■ WORK TO DO ■
Can you copy out, word for word, everything from the start of the records down to the line containing "point(387, 702)", including that line?

Point annotation dataset records:
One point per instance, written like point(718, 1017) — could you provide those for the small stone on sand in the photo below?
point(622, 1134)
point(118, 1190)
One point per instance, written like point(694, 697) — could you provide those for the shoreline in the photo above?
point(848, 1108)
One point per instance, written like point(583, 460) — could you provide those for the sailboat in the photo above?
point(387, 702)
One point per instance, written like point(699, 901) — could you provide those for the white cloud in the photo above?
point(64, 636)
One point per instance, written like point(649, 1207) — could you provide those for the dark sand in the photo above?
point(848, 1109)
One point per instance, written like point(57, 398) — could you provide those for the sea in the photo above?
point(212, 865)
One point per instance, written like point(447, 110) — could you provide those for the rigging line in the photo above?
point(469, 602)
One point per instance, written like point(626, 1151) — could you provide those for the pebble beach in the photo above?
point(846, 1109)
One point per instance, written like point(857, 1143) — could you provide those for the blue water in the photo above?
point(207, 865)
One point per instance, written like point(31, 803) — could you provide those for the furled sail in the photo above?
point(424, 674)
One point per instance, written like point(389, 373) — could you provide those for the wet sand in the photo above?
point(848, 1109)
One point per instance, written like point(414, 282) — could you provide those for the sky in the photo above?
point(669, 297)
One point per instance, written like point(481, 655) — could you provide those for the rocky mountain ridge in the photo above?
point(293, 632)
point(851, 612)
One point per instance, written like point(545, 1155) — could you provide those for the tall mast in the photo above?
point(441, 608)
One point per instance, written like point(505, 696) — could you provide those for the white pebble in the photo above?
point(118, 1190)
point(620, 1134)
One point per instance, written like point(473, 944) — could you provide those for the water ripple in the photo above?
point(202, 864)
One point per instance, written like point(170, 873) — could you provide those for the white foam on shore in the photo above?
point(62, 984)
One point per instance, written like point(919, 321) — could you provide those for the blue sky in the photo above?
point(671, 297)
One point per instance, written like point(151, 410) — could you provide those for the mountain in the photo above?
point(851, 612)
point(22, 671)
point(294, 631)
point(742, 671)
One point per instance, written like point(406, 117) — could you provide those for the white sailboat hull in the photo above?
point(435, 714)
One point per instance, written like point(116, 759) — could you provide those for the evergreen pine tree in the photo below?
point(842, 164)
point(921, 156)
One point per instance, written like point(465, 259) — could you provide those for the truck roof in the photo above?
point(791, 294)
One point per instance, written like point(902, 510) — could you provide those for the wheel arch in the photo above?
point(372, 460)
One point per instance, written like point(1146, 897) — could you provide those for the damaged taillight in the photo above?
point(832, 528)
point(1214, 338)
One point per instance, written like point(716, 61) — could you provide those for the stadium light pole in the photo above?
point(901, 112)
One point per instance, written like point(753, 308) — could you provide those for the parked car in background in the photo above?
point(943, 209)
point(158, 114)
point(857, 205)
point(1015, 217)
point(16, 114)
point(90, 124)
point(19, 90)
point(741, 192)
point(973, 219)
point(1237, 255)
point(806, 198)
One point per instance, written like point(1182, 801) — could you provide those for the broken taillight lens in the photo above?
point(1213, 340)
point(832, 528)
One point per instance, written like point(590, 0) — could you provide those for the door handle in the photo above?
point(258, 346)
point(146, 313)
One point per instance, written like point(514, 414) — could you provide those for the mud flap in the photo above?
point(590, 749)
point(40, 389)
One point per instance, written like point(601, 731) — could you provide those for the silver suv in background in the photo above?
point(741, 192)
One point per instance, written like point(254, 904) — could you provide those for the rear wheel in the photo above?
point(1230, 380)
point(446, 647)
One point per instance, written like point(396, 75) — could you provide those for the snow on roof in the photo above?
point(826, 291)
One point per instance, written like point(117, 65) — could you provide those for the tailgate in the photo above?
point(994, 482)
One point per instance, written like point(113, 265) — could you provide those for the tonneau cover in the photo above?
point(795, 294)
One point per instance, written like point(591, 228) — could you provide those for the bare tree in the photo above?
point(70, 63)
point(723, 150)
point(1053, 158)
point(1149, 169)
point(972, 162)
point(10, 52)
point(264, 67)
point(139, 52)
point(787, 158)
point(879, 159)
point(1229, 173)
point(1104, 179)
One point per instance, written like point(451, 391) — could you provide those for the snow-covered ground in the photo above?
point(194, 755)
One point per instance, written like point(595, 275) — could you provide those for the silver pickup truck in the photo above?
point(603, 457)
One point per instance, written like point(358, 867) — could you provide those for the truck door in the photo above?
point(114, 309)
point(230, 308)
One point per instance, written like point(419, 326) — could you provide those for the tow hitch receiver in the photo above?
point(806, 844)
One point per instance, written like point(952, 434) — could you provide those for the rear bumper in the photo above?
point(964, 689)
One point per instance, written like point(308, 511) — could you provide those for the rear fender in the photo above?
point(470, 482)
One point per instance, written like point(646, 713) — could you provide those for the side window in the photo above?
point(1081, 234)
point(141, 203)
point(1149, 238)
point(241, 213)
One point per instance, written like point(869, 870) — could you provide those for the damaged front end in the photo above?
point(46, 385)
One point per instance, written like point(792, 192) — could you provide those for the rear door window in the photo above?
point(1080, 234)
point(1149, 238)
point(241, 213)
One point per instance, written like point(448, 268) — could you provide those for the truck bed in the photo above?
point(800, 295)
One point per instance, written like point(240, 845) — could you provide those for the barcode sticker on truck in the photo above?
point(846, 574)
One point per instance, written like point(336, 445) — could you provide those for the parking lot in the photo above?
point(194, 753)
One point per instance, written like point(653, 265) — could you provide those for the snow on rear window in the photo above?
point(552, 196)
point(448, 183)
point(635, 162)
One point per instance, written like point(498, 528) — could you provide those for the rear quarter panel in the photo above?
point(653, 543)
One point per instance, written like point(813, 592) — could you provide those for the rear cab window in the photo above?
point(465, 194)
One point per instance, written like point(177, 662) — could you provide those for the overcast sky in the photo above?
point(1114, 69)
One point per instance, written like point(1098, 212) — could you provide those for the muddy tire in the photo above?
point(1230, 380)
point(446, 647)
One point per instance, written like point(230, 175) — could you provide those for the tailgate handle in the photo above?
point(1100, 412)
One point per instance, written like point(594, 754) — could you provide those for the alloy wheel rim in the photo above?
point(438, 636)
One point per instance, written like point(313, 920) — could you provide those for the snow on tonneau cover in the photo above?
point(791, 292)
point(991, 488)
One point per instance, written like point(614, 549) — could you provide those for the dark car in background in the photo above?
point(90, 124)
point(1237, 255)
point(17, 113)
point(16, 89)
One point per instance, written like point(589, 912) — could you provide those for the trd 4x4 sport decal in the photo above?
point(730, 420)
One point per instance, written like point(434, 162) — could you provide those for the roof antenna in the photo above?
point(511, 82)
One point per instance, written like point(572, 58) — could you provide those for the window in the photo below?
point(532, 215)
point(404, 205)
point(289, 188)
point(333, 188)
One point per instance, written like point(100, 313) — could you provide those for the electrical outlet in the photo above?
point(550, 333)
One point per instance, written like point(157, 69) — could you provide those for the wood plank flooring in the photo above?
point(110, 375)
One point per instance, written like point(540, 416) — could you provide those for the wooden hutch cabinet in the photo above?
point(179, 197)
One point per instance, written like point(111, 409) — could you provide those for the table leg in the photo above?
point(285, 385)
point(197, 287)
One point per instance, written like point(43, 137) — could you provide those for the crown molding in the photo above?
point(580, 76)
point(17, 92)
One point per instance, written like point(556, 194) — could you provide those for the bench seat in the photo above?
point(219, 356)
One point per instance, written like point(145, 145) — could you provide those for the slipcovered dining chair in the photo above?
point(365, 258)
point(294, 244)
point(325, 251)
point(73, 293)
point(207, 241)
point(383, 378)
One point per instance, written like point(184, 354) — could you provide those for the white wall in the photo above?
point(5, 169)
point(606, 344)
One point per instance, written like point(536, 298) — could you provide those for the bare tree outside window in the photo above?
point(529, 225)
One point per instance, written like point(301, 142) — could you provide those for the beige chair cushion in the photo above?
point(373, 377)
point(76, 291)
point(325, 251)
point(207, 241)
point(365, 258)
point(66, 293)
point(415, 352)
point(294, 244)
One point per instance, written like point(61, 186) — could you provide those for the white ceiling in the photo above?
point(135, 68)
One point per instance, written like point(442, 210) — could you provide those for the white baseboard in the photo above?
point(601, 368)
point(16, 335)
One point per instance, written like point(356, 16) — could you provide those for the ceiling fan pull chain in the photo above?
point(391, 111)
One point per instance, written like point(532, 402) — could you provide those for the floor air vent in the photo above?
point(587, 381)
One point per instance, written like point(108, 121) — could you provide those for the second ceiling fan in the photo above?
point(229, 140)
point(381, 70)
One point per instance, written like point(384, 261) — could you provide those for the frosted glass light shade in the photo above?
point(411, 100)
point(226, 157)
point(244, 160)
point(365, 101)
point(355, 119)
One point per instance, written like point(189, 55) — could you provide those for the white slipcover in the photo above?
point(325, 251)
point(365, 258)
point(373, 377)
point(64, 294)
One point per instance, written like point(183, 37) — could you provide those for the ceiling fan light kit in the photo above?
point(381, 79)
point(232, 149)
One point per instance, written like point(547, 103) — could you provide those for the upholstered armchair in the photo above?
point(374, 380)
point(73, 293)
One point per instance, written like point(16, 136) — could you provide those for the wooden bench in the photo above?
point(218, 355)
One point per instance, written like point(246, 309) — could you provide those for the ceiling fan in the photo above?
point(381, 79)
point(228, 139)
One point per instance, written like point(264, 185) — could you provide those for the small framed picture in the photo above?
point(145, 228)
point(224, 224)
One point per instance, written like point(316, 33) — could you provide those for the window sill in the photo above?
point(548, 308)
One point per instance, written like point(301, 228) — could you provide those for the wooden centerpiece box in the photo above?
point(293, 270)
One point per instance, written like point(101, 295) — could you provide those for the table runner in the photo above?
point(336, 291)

■ WRITTEN ANSWER ■
One point per instance, written like point(718, 1017) — could you provide those for the small stone on sand in the photo below?
point(622, 1134)
point(118, 1190)
One point per instance, written like point(694, 697) — could you provide those for the shoreline in the photo above?
point(848, 1108)
One point per instance, written like point(583, 460) — could you provide those for the sailboat in the photo above?
point(387, 702)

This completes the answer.